Provided passage

In Part 1, we signed up for a Snowflake account and took a tour of the Snowsight interface. In this post, we’ll write our first real SQL queries against Snowflake’s built-in sample data, and we’ll pull back the curtain on how virtual warehouses work — including why they matter for your credit balance.
The Three-Tier Data Model
Before we write a single line of SQL, it’s worth spending a moment on how Snowflake organizes data. Everything lives inside a three-level hierarchy:
Database → Schema → Table
A database is the top-level container. Think of it as a folder for an entire project or domain — you might have a database called MARKETING, another called FINANCE, and so on.
A schema is a namespace inside a database. It groups related objects — tables, views, functions — that belong together. A common pattern is to have a RAW schema for unprocessed incoming data and a ANALYTICS schema for the cleaned, transformed version. Schemas also serve an access control purpose: you can grant users permission to one schema without exposing another.
A table is what you’d expect: rows and columns. Nothing exotic here.
When you reference an object in SQL, you can use its fully-qualified name in the form DATABASE.SCHEMA.TABLE, like this:
SELECT * FROM SNOWFLAKE_SAMPLE_DATA.TPCH_SF1.ORDERS;
Or, if you’ve already told Snowflake which database and schema you’re working in, you can refer to the table by name alone. You tell Snowflake your context using USE statements:
USE DATABASE SNOWFLAKE_SAMPLE_DATA;
USE SCHEMA TPCH_SF1;
— Now this works without the full path:
SELECT * FROM ORDERS;
Both approaches work. Fully-qualified names are more explicit and less likely to surprise you; USE statements are more convenient for interactive exploration. For now, we’ll use fully-qualified names so it’s always obvious what we’re querying.
The Sample Data: What’s Already There
Every new Snowflake trial account comes pre-loaded with a shared database called SNOWFLAKE_SAMPLE_DATA. This database doesn’t consume any of your storage quota — it’s a live read-only connection to data hosted by Snowflake itself. You can run queries on it, but you can’t insert, update, or delete rows (which is fine for learning).

Source excerpt

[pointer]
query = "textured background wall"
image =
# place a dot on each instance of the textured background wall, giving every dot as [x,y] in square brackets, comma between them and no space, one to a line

What is asked
- a) According to the Snowflake tutorial, what is the three-level hierarchy in which Snowflake organizes data?
- b) Continue the Snowflake tutorial from the point where it ends.
The listing has no connection to the Snowflake tutorial.

Answers given
- a) Database, then schema, then table.

- b)
To explore what’s inside, navigate to Data → Databases in the left navigation bar. Click on SNOWFLAKE_SAMPLE_DATA to expand it, and you’ll see several schemas. The one we’ll use today is TPCH_SF1.
TPC-H is an industry-standard benchmark dataset that models a wholesale supplier’s business — orders, customers, products, suppliers, and shipping. It’s been used to benchmark databases for decades, which means it’s realistic enough to practice real analytical thinking on. The SF1 suffix stands for “scale factor 1,” meaning it contains a base-sized dataset with several million rows — large enough to be interesting, small enough to query without burning through credits.
The TPCH_SF1 schema contains eight tables:
Table
What it represents
ORDERS
Order headers — one row per order
LINEITEM
Individual line items within orders — the largest table at ~6 million rows
CUSTOMER
Customer records
SUPPLIER
Supplier records
PART
Product/part catalog
PARTSUPP
Which suppliers carry which parts, and at what price
NATION
Countries (25 rows)
REGION
Geographic regions (5 rows)
Opening a Worksheet
Navigate to Projects → Worksheets in the left nav and click the + button in the top-right corner to create a new worksheet. A blank SQL editor opens.
You’ll notice two dropdowns near the top of the editor: one for the active database and one for the active schema. These are the worksheet-level equivalents of USE DATABASE and USE SCHEMA. Setting them here means every query in this worksheet defaults to that context without needing fully-qualified names.
For now, leave them as-is and we’ll use fully-qualified names in our queries. This keeps things unambiguous.
There’s also a warehouse selector — a dropdown that shows which virtual warehouse will execute your queries. If your account came with a default warehouse (often named COMPUTE_WH), it will be pre-selected. If the dropdown is empty, we’ll address that in the warehouse section below.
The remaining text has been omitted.